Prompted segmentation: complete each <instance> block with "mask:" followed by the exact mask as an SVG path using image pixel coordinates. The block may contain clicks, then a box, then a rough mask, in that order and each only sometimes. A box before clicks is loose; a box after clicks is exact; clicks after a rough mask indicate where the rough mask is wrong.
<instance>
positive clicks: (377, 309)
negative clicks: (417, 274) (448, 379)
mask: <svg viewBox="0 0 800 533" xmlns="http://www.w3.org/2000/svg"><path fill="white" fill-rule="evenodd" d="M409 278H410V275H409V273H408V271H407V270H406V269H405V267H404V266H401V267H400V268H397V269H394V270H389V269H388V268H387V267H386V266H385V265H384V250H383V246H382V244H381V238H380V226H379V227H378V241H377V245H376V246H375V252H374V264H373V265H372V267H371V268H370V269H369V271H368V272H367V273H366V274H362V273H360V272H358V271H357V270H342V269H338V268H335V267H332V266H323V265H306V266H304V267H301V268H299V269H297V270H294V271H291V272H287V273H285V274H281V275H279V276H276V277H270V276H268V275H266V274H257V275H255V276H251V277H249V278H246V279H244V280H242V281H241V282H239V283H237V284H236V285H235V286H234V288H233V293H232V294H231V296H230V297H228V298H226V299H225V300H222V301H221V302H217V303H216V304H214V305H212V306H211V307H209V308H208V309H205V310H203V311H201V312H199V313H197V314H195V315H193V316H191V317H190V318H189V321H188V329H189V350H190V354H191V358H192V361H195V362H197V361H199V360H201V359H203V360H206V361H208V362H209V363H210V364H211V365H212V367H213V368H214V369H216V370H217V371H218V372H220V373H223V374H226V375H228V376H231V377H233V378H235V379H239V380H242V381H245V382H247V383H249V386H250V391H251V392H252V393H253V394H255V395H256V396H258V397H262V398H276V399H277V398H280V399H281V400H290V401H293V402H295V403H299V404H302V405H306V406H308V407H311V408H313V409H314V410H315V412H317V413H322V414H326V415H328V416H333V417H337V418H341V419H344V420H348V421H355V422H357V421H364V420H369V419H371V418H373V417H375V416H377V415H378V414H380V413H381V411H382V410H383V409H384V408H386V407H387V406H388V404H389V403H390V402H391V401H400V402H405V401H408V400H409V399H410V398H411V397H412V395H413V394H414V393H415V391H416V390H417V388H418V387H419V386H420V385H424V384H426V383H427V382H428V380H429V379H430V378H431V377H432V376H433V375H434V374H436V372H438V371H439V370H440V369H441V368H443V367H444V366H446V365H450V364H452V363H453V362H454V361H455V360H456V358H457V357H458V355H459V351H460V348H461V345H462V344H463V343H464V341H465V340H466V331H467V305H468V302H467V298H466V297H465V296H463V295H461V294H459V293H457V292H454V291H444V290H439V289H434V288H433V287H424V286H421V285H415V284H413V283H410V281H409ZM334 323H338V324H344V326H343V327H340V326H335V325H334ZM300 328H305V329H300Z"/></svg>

____

Work task: Word for word, set down the complete listing once more.

Solution to this exercise:
Prompted segmentation: complete each <instance> block with "mask:" followed by the exact mask as an SVG path using image pixel coordinates. The block may contain clicks, then a box, then a rough mask, in that order and each only sometimes. A box before clicks is loose; a box after clicks is exact; clicks after a rough mask indicate where the rough mask is wrong.
<instance>
positive clicks: (377, 309)
negative clicks: (417, 274) (448, 379)
mask: <svg viewBox="0 0 800 533" xmlns="http://www.w3.org/2000/svg"><path fill="white" fill-rule="evenodd" d="M409 278H410V275H409V273H408V271H407V270H406V269H405V267H404V266H401V267H400V268H397V269H394V270H389V269H388V268H387V267H386V266H385V265H384V250H383V246H382V244H381V238H380V226H379V227H378V241H377V245H376V246H375V252H374V264H373V265H372V267H371V268H370V269H369V271H368V272H367V273H366V274H362V273H360V272H358V271H357V270H342V269H338V268H335V267H332V266H323V265H306V266H304V267H301V268H299V269H297V270H294V271H291V272H287V273H285V274H281V275H279V276H276V277H270V276H268V275H266V274H257V275H255V276H251V277H249V278H246V279H244V280H242V281H241V282H239V283H237V284H236V285H235V286H234V288H233V293H232V294H231V296H230V297H228V298H226V299H225V300H222V301H221V302H217V303H216V304H214V305H212V306H211V307H209V308H208V309H205V310H203V311H201V312H199V313H197V314H195V315H193V316H191V317H190V318H189V321H188V329H189V350H190V354H191V358H192V361H195V362H197V361H199V360H201V359H203V360H206V361H208V362H209V363H210V364H211V365H212V367H213V368H214V369H216V370H217V371H218V372H220V373H223V374H226V375H228V376H231V377H233V378H235V379H239V380H242V381H245V382H247V383H249V386H250V391H251V392H252V393H253V394H255V395H256V396H258V397H262V398H276V399H277V398H280V399H281V400H290V401H293V402H295V403H299V404H302V405H306V406H308V407H311V408H313V409H314V410H315V412H317V413H322V414H326V415H328V416H333V417H337V418H341V419H344V420H348V421H355V422H357V421H364V420H369V419H371V418H373V417H375V416H377V415H378V414H380V413H381V411H382V410H383V409H384V408H386V407H387V406H388V404H389V403H390V402H391V401H400V402H405V401H408V400H409V399H410V398H411V397H412V395H413V394H414V393H415V391H416V390H417V388H418V387H419V386H420V385H424V384H426V383H427V382H428V380H429V379H430V378H431V377H432V376H433V375H434V374H436V372H438V371H439V370H440V369H441V368H443V367H444V366H446V365H450V364H452V363H453V362H454V361H455V360H456V358H457V357H458V355H459V351H460V348H461V345H462V344H463V343H464V341H465V340H466V331H467V305H468V302H467V298H466V297H465V296H463V295H461V294H459V293H457V292H454V291H444V290H439V289H434V288H433V287H424V286H421V285H415V284H413V283H410V281H409ZM334 323H338V324H344V326H343V327H340V326H335V325H334ZM300 328H305V329H300Z"/></svg>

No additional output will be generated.